Look through the records and copy each line with the string "instance" in it.

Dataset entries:

____

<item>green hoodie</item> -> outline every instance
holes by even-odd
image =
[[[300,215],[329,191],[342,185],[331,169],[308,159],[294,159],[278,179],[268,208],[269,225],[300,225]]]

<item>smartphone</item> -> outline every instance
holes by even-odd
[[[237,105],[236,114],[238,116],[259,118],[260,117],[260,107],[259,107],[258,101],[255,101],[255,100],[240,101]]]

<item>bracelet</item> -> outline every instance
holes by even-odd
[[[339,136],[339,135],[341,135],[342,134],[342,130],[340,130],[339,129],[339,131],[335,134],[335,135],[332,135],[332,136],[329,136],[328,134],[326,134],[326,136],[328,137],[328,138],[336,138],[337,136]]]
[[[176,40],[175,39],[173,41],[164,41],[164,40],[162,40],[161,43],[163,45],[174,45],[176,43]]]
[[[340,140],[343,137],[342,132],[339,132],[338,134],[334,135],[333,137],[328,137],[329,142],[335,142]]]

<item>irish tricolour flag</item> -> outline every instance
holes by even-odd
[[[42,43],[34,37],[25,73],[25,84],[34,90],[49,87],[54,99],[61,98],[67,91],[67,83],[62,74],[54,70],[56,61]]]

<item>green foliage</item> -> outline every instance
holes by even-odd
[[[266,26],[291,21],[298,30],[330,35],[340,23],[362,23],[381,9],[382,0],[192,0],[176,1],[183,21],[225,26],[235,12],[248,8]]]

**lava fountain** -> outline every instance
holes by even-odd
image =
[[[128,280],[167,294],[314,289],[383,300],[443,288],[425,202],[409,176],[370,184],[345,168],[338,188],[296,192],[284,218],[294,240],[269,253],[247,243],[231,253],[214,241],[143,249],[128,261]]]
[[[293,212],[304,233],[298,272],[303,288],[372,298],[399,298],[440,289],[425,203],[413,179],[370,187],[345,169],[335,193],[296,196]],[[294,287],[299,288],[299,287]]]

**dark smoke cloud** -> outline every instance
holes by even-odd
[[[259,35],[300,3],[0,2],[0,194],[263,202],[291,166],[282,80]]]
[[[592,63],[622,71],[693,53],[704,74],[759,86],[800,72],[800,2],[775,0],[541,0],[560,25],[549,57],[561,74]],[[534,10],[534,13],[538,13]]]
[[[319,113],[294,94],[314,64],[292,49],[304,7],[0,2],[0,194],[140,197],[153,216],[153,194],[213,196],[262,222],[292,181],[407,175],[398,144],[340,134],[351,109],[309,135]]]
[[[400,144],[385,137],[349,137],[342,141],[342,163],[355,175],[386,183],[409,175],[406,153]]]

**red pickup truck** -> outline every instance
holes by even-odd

____

__Response to the task__
<item>green hoodie</item> -> outline every instance
<item>smartphone</item> -> outline every instance
<item>bracelet</item> -> outline every instance
<item>irish tricolour flag</item> -> outline every instance
<item>green foliage</item> -> outline every instance
**lava fountain** -> outline every instance
**dark smoke cloud** -> outline every instance
**red pickup truck** -> outline every instance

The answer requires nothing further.